● What you will do
Could you give every line of the entries below as a JSON list of strings, one string per line, with blank lines skipped and the pictures left out?
==========
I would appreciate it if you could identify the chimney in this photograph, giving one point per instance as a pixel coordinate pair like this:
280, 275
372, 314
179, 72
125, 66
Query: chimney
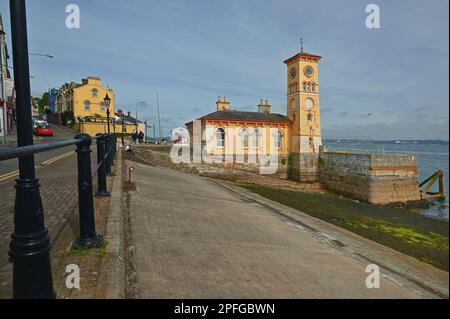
222, 105
267, 107
263, 107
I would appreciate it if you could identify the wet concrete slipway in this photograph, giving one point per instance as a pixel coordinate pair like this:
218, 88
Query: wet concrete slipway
193, 237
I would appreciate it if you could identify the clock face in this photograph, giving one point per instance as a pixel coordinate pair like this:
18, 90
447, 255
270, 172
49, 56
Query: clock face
309, 104
294, 104
309, 71
293, 72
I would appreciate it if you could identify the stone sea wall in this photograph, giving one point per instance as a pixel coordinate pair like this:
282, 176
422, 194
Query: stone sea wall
375, 178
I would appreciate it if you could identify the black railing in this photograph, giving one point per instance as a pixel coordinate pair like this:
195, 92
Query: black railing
30, 245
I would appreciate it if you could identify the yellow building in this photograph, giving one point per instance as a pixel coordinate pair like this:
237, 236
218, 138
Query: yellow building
230, 132
86, 102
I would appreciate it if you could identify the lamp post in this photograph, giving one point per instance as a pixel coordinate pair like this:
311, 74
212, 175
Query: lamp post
123, 130
107, 101
144, 103
47, 55
30, 243
145, 124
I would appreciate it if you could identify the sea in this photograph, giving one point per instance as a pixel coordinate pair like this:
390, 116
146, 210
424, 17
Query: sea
432, 155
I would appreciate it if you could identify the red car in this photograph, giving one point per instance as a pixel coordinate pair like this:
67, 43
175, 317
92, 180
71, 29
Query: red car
42, 129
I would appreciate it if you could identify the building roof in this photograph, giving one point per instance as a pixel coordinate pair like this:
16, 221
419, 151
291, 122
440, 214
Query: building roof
127, 119
246, 116
303, 54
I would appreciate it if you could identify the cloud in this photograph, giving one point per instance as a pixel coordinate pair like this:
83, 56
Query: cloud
192, 52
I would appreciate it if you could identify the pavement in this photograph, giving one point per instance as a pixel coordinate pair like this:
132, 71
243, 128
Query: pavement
==========
● Reply to the exercise
[
  "I would appreciate it if you could identify the chimney in this photograph, giving one point per instance as a pixel coordinate pair like this:",
  "280, 275",
  "372, 314",
  "179, 72",
  "125, 66",
  "Query: chimney",
  "222, 105",
  "267, 107",
  "263, 107",
  "I would appreciate it if you could identify the wet concrete slipway in this photograph, giving one point per instance as a pixel coordinate pair like this:",
  "218, 88",
  "Query: wet concrete slipway",
  "193, 237",
  "I would appreciate it if you could identify the clock face in this photograph, giving one point per instance as a pixel coordinate pair like this:",
  "18, 90",
  "447, 255",
  "270, 172",
  "49, 56",
  "Query: clock face",
  "309, 104",
  "294, 104",
  "309, 71",
  "293, 72",
  "I would appreciate it if you could identify the stone sea wall in this photograph, giving one point per instance as a pixel coordinate pair like this:",
  "282, 176",
  "422, 194",
  "Query: stone sea wall",
  "375, 178",
  "I would appreciate it if you could identify the black railing in this photograph, giving one point per instance as a pixel coordinate pair like this:",
  "195, 92",
  "Query: black railing",
  "30, 245",
  "I would appreciate it if you could identify the yellow building in this photograph, giving one point per instance as a pixel coordinate pair like this:",
  "237, 236",
  "218, 138",
  "Query: yellow building",
  "230, 132",
  "86, 102",
  "I would appreciate it if you could identify the lamp post in this photograph, giving one point per instance as a pixel coordinate pair like this:",
  "311, 74",
  "212, 175",
  "Query: lamp post",
  "123, 130",
  "107, 101",
  "144, 103",
  "47, 55",
  "30, 243",
  "145, 124",
  "I would appreciate it if you could identify the sea in this photograph, giving one point per instance as a pixel coordinate pair like this:",
  "390, 116",
  "146, 210",
  "424, 17",
  "Query: sea",
  "432, 155",
  "I would appreciate it if you could identify the red car in this photograph, giving one point per instance as a pixel coordinate pair like this:",
  "67, 43",
  "175, 317",
  "92, 180",
  "71, 29",
  "Query: red car",
  "42, 129",
  "I would appreciate it if you could identify the building roof in this photograph, giving one point per instance as a pixel coordinate pair like this:",
  "16, 221",
  "419, 151",
  "291, 122",
  "440, 214",
  "Query: building roof",
  "127, 119",
  "246, 116",
  "303, 54",
  "I would appreciate it if you could identify the cloud in this photograph, giving one point per instance as a pixel coordinate pair like this:",
  "83, 56",
  "Query: cloud",
  "192, 52",
  "I would appreciate it if you could identify the pavement in this photograph, giving one point per instance as a pixel coordinate pair like this:",
  "132, 71",
  "243, 128",
  "Query: pavement"
]